START Text passage

Mr. Squyres and several NASA and JPL associates address the camera directly in live-action footage. They recall the advent, engineering, construction and testing of the Rovers. An early comment by Mr. Squyres, likening them to origami, prepares us in a disarming way for the glimpses of how panels and instruments are tucked into the machine, awaiting the unfoldings that will make them effective explorers once they reach Mars. The live-action highlights also include a stunning sequence testing chutes in an air tunnel and the obligatory, theater-rumbling liftoff at Cape Canaveral.

Animation accounts for the aspects of the flights and the Martian jaunts that still defy the photographic capacities of space vehicles or the cameras installed in the Rovers. That leaves plenty of room for imaginative enhancement, especially when visualizing the final descents toward the Martian surface and the bouncing slowdowns achieved by the air bags that cushion the impact and then roll the Rover bundles to a gradual standstill. Mr. Butler and editor Nancy Baker orchestrate the animation and live-action expertly when intercutting the landing simulations with the reactions at Mission Control, where a suspenseful vigil gives way to relief and exultation.

END Text passage

| What this exercise asks |
1. Translate this sentence from the passage about the Mars Rover film into Spanish: "They recall the advent, engineering, construction and testing of the Rovers."
2. Pick up the passage about the Mars Rover film right after its last sentence and keep it going.

START Record set

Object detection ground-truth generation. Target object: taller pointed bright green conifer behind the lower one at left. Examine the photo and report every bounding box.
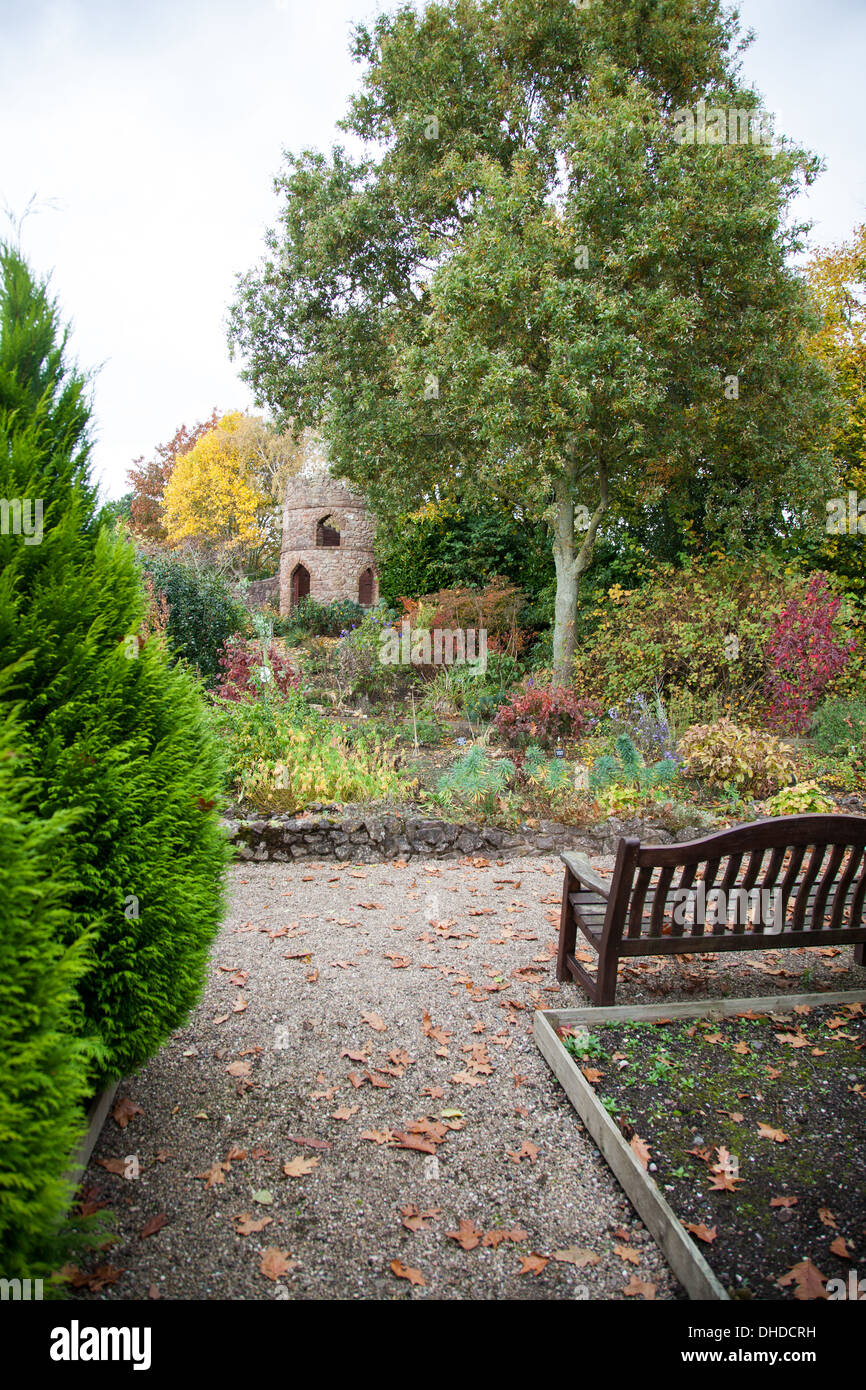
[0,252,228,1081]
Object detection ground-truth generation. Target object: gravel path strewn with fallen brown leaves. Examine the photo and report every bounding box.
[76,858,866,1300]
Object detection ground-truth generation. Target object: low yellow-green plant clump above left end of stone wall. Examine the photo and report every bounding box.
[238,726,405,812]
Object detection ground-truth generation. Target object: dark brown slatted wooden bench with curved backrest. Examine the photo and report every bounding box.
[556,816,866,1004]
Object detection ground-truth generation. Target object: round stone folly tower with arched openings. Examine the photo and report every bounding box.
[279,471,378,614]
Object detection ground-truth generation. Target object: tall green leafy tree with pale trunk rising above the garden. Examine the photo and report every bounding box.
[229,0,833,680]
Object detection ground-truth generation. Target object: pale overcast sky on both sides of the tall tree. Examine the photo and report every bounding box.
[0,0,866,496]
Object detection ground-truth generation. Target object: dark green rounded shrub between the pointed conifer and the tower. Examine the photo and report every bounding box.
[145,556,249,685]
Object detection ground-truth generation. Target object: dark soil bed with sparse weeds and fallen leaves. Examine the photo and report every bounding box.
[560,1002,866,1300]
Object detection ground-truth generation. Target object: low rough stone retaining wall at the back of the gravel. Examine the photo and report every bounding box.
[224,808,706,863]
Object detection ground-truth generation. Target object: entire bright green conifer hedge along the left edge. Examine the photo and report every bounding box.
[0,246,228,1277]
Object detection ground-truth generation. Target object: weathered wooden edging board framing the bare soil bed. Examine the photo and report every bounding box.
[532,990,866,1302]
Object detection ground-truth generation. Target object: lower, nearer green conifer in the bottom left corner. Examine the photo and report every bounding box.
[0,706,90,1279]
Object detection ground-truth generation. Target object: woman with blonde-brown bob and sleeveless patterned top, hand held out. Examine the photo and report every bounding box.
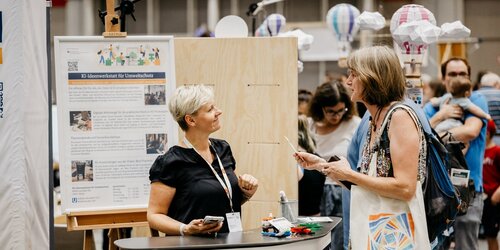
[295,46,426,249]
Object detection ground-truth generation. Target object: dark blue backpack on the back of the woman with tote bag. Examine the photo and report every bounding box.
[390,104,461,242]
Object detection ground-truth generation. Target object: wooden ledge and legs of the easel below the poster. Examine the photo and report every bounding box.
[66,208,148,250]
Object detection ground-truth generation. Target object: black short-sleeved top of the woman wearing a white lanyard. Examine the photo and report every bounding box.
[149,139,242,233]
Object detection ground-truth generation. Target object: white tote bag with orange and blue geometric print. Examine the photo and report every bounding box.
[349,104,431,249]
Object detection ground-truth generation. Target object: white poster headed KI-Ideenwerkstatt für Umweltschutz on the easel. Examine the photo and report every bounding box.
[54,36,178,213]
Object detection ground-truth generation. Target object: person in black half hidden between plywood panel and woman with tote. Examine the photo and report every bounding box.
[297,115,325,216]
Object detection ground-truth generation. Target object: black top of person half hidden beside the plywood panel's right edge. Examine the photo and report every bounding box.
[299,169,325,216]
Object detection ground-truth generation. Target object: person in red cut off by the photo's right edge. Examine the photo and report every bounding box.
[481,120,500,250]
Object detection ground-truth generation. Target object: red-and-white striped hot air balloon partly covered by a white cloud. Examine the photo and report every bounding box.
[391,4,436,54]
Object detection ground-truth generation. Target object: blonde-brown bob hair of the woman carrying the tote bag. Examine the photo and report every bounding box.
[347,46,405,107]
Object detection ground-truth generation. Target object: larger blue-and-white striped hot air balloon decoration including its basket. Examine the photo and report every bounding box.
[326,3,359,67]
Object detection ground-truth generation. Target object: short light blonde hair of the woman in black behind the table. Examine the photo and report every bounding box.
[168,84,214,131]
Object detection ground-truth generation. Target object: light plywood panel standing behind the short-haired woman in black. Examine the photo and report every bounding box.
[174,38,298,229]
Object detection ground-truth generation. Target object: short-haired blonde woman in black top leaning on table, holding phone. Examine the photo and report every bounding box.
[147,85,258,235]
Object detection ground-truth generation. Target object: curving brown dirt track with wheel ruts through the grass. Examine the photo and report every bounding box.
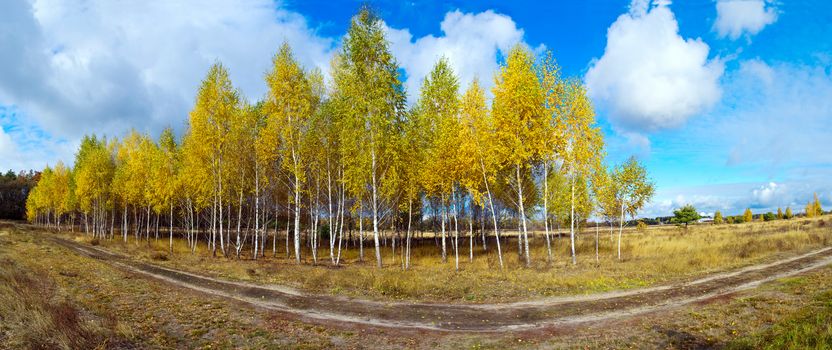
[46,228,832,332]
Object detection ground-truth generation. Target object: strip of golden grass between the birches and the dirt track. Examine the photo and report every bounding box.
[65,217,832,303]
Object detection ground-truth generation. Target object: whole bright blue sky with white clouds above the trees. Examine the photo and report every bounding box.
[0,0,832,216]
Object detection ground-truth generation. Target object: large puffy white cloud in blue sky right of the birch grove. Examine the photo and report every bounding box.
[585,0,724,132]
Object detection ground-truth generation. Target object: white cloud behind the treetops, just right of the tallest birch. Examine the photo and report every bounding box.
[387,10,523,102]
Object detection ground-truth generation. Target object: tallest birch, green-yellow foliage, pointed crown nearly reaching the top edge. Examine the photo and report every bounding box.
[334,7,405,267]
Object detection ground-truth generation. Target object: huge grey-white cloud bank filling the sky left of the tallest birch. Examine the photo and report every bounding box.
[0,0,334,160]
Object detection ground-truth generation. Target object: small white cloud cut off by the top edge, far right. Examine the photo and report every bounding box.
[714,0,777,40]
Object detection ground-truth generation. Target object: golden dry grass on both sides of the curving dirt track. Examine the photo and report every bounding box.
[0,217,832,349]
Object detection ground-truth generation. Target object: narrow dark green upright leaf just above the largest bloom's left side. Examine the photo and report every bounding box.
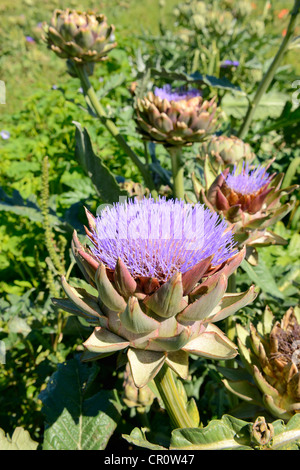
[73,121,127,204]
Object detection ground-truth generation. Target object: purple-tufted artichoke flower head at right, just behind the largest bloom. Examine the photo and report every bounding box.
[201,162,297,250]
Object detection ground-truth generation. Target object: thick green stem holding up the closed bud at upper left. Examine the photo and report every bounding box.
[76,65,155,191]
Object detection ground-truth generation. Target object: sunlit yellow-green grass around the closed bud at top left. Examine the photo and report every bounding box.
[0,0,178,116]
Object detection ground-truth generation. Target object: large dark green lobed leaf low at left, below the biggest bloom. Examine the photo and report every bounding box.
[39,356,120,450]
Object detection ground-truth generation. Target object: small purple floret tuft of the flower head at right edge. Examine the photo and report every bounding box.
[225,163,272,194]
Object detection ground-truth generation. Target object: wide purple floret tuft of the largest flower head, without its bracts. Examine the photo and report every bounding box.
[90,198,237,281]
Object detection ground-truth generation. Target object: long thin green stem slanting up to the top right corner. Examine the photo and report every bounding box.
[238,0,300,139]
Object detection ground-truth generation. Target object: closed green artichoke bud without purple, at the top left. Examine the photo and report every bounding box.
[45,9,116,63]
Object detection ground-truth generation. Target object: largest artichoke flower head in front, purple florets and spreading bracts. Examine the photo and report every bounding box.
[53,198,257,388]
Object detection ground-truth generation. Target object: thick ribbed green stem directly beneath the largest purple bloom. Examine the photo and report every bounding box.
[154,364,195,428]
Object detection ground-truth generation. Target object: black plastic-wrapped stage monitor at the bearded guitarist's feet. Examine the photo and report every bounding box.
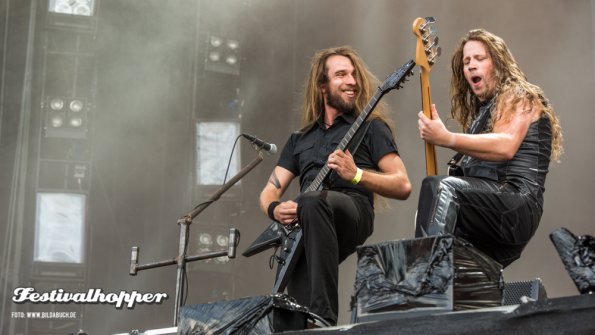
[178,294,309,335]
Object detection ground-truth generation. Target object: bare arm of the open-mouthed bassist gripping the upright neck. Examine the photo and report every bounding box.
[418,101,541,161]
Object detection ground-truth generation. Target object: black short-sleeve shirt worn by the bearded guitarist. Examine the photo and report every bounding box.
[277,115,398,205]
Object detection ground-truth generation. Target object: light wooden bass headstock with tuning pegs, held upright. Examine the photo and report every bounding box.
[413,17,441,72]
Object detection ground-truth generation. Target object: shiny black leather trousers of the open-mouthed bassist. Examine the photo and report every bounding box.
[415,176,542,267]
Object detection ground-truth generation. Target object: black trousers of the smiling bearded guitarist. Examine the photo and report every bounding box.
[287,190,374,325]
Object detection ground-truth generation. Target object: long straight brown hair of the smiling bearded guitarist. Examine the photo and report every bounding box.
[302,46,394,133]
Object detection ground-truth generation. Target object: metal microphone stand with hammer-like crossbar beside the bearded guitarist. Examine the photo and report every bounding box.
[130,150,263,326]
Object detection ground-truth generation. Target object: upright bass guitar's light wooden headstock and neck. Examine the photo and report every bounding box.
[413,17,440,176]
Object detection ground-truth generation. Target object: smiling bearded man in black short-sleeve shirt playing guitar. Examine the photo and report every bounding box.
[260,47,411,325]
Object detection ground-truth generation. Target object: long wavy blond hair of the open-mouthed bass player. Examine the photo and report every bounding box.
[450,29,563,160]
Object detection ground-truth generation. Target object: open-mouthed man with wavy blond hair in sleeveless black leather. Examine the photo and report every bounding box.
[416,29,562,266]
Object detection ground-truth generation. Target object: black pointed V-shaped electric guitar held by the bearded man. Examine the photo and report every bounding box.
[242,60,415,293]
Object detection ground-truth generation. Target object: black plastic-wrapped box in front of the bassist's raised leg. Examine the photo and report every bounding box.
[351,235,504,323]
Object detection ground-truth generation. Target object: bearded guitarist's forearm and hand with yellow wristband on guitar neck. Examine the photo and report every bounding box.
[328,150,411,200]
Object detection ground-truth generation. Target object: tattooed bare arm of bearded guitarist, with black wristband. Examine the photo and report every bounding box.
[260,166,297,224]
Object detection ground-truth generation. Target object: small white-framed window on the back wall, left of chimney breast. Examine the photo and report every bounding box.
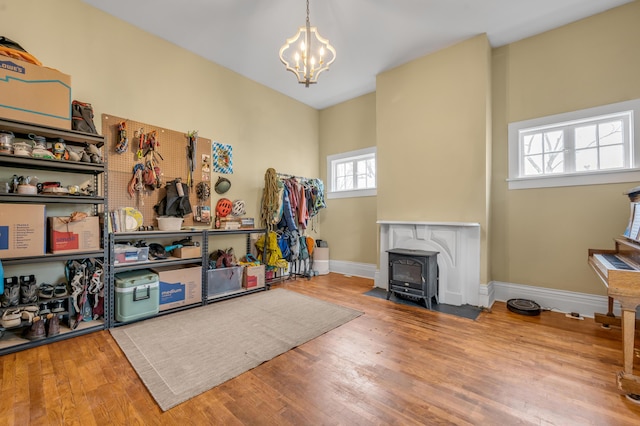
[327,147,376,198]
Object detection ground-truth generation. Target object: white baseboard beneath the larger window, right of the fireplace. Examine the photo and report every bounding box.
[488,281,620,318]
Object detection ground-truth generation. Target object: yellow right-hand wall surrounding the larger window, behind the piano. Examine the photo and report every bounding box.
[490,2,640,294]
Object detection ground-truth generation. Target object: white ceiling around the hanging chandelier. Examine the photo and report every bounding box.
[83,0,633,109]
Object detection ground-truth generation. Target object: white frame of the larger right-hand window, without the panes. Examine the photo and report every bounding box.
[507,99,640,189]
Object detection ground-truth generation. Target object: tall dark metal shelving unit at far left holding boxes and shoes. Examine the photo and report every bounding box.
[0,118,111,355]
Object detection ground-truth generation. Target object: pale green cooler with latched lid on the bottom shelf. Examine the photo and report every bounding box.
[115,269,160,322]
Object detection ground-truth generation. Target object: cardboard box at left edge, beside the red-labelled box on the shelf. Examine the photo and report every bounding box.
[0,204,47,259]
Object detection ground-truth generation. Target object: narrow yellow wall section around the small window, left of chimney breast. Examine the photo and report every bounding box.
[320,93,378,264]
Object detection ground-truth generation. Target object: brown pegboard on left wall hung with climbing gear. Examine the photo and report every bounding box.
[102,114,211,226]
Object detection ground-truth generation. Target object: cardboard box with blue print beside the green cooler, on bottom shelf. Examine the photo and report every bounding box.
[152,265,202,311]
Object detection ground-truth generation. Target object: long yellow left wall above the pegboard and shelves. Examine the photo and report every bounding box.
[0,0,319,226]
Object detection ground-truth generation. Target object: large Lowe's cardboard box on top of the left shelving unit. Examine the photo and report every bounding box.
[0,56,72,130]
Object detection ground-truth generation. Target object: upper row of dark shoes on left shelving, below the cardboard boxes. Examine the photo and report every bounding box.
[0,275,69,308]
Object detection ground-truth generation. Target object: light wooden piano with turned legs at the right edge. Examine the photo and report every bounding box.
[588,237,640,395]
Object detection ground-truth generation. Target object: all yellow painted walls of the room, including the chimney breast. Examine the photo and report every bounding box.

END Record set

| Answers for this exercise |
1. Recuerdan el surgimiento, la ingeniería, la construcción y las pruebas de los Rovers.

2.
It’s gratifying to share these sentiments in a pictorial format as large as the Imax system. Touchdown anxiety and happiness do seem magnified in a way that’s difficult to finesse in television news coverage, where the scale of everything tends to get miniaturized.

For many of us, the Rover outreach will probably be as far as we can reasonably expect to go with the Martian adventure in our lifetimes. The astronauts and machines destined to continue the exploration remain imponderable, but the movie reflects the optimism of people who believe in taking the long view.

***

TITLE: “Roving Mars”

RATING: G

CREDITS: Directed by George Butler. Written by Mr. Butler and Robert Andrus. Produced by Mr. Butler and Frank Marshall. Cinematography by T.C. Christensen, Reed Smoot and James Neihouse. Editing by Nancy Baker. Animation by Maas Digital. Music by Philip Glass.

RUNNING TIME: 40 minutes

WHERE: Daily showings at the National Air and Space Museum, Independence Avenue and 6th Street NW; and the Steven F. Udvar-Hazy Center, 14390 Air and Space Museum Parkway in Chantilly.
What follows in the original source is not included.